The data below holds a line containing "Query: wooden table surface" and a line containing "Query: celery stalk"; please quote exactly those two lines and every line between them, and nothing else.
── SUPPLIED DATA
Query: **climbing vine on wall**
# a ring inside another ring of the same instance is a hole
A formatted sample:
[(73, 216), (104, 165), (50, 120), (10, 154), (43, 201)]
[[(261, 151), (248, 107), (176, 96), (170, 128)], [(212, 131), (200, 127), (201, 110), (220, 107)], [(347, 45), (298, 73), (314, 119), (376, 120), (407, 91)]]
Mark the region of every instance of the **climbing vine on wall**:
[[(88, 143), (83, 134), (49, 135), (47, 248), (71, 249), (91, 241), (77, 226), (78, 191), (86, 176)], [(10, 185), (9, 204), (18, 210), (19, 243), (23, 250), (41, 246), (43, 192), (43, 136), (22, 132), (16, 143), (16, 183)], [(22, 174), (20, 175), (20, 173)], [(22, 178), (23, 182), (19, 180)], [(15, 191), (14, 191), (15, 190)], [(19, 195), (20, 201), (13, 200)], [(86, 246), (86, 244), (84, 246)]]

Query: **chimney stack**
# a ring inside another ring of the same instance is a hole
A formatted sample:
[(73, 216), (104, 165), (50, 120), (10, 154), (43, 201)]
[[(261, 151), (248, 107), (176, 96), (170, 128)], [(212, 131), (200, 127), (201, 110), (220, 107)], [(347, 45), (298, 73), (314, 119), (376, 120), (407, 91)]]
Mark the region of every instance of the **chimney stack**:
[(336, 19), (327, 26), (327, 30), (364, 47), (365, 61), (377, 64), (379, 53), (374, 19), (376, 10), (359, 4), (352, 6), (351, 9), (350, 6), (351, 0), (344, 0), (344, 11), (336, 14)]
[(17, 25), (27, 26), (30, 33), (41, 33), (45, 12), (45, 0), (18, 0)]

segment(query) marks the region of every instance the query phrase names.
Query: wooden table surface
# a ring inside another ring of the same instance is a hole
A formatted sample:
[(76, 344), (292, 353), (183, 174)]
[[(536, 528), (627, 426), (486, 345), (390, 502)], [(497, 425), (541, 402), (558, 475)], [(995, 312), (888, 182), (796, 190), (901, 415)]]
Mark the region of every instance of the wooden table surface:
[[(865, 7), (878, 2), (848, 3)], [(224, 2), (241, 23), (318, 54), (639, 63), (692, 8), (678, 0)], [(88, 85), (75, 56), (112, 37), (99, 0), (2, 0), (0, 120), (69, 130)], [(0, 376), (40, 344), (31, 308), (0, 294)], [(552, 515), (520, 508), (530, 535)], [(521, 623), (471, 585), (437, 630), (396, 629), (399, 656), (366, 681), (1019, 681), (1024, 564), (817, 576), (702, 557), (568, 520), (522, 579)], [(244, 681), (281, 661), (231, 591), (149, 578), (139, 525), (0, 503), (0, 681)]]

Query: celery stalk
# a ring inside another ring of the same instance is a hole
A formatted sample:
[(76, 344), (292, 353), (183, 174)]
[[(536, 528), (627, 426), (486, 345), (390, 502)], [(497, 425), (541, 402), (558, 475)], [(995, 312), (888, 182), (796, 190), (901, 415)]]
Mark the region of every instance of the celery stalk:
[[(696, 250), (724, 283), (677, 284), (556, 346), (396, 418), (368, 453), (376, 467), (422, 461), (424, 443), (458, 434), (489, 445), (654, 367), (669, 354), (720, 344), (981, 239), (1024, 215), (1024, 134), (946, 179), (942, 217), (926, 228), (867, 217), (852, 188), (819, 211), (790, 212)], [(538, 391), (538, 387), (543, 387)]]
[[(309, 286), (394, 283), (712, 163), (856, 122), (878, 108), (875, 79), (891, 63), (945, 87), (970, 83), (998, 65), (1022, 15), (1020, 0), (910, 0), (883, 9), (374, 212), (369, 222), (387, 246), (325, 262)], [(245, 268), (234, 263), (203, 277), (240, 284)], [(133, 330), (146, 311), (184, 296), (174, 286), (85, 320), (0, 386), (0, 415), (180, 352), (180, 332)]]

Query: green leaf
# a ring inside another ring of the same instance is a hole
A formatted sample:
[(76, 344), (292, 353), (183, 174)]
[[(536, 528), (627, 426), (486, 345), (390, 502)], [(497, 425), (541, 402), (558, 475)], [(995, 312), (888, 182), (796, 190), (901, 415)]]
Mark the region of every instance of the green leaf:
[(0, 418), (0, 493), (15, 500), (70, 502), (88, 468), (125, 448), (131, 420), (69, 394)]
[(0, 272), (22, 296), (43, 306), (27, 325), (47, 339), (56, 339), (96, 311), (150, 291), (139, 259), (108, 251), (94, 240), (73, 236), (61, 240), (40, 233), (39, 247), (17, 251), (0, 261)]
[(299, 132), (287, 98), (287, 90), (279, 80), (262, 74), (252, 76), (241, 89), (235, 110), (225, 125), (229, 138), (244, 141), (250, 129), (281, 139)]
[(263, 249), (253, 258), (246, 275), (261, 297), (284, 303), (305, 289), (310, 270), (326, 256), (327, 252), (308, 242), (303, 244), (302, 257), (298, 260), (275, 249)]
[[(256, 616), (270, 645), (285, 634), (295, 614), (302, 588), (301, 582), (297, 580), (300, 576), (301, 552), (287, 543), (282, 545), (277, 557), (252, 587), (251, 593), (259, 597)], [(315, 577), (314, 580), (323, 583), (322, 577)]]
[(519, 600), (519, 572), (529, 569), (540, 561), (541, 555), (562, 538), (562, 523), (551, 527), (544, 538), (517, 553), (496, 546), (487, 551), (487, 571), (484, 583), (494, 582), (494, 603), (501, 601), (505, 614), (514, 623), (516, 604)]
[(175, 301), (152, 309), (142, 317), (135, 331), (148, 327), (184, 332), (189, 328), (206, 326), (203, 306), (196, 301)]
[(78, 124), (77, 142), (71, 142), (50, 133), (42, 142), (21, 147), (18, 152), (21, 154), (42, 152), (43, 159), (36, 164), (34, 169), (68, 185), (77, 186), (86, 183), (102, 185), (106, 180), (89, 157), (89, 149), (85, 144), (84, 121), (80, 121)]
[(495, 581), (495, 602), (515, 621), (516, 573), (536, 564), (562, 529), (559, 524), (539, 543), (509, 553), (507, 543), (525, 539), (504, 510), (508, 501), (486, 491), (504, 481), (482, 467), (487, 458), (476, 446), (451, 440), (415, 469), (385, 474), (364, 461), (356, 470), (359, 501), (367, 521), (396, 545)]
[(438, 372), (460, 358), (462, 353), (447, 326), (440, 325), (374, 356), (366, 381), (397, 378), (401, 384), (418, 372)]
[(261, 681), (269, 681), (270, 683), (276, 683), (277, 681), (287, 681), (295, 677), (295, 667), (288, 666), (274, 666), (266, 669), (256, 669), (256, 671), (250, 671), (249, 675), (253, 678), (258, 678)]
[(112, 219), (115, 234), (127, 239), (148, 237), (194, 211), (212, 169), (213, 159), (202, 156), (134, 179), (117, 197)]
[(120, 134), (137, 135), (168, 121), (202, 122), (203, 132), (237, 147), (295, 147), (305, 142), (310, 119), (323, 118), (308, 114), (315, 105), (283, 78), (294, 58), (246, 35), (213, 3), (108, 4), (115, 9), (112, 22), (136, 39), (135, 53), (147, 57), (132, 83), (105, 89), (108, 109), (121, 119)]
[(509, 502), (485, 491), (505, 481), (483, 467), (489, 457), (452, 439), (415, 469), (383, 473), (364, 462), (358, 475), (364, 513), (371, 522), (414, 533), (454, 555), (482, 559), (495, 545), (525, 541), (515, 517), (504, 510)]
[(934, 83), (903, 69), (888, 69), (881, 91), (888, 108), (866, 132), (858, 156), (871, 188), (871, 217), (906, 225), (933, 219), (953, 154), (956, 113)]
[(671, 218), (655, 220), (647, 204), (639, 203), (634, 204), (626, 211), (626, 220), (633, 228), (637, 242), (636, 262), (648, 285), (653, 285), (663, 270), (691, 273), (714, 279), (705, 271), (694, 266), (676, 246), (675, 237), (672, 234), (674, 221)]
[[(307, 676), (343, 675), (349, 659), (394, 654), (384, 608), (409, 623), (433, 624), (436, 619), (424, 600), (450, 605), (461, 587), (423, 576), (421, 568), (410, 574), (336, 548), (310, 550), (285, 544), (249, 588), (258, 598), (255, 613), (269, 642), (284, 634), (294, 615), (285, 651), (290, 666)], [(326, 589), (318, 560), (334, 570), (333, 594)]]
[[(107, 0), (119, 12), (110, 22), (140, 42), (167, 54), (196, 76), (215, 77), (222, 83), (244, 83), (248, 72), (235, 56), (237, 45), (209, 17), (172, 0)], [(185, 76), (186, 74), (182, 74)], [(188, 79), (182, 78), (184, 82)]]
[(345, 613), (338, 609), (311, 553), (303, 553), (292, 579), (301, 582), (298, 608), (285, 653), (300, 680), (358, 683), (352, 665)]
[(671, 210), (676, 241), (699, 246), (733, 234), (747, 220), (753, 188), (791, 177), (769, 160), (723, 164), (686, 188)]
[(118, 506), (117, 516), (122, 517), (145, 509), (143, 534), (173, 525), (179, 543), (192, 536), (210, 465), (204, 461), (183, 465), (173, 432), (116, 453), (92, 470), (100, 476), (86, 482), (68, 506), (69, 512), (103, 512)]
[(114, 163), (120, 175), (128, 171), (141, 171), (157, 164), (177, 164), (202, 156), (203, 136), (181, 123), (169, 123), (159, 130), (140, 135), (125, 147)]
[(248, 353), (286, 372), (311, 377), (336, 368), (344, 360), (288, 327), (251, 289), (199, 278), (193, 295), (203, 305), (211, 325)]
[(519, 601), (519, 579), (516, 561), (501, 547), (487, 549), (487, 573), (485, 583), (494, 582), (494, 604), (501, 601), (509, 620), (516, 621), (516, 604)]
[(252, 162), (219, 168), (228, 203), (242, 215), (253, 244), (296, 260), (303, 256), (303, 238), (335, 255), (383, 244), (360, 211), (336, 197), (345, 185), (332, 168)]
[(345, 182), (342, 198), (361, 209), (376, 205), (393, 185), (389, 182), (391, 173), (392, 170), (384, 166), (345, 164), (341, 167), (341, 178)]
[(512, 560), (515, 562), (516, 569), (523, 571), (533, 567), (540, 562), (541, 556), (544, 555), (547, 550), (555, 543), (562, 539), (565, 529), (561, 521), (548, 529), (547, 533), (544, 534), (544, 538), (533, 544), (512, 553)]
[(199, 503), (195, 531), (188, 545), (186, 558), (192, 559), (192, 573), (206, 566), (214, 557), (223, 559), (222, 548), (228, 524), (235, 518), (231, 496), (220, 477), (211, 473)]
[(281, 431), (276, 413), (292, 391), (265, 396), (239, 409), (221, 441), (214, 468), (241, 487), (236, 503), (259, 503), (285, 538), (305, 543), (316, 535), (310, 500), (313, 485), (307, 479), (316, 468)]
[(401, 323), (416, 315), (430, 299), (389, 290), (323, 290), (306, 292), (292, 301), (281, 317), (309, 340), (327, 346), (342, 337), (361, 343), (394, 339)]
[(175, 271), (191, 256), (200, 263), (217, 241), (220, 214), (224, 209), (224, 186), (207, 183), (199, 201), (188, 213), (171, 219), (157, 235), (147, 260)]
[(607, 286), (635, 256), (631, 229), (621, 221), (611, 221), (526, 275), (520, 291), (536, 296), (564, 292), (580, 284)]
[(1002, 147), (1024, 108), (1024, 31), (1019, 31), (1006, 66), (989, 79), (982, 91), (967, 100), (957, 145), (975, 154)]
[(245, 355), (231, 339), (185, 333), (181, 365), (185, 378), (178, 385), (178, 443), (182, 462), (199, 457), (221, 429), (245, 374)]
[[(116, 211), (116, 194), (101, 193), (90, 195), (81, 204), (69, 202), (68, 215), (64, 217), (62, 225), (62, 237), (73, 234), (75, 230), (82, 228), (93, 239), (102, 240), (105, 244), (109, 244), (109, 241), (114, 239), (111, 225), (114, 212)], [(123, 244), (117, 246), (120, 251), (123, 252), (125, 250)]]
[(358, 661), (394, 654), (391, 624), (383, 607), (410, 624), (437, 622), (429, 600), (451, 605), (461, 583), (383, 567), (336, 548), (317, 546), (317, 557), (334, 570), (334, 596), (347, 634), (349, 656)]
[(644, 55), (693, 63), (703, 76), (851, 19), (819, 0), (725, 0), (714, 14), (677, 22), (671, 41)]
────
-- OUTPUT OF THE TASK --
Query: wooden table surface
# a ring inside another ring of the same instance is a hole
A formatted sample:
[(76, 344), (292, 353), (183, 174)]
[[(536, 528), (627, 426), (486, 345), (390, 502)], [(497, 425), (541, 402), (558, 475)], [(995, 312), (888, 182), (796, 190), (901, 415)]]
Mark the region of every instance of the wooden table surface:
[[(865, 7), (878, 2), (848, 3)], [(224, 2), (241, 23), (318, 54), (639, 63), (692, 8), (678, 0)], [(88, 85), (75, 56), (112, 37), (99, 0), (2, 0), (0, 120), (69, 130)], [(0, 376), (40, 344), (31, 308), (0, 294)], [(552, 515), (520, 508), (530, 535)], [(521, 623), (471, 585), (437, 630), (396, 629), (399, 656), (366, 681), (1019, 681), (1024, 564), (817, 576), (702, 557), (568, 520), (522, 579)], [(244, 681), (281, 661), (231, 591), (149, 578), (139, 525), (0, 503), (0, 681)]]

Query: celery stalk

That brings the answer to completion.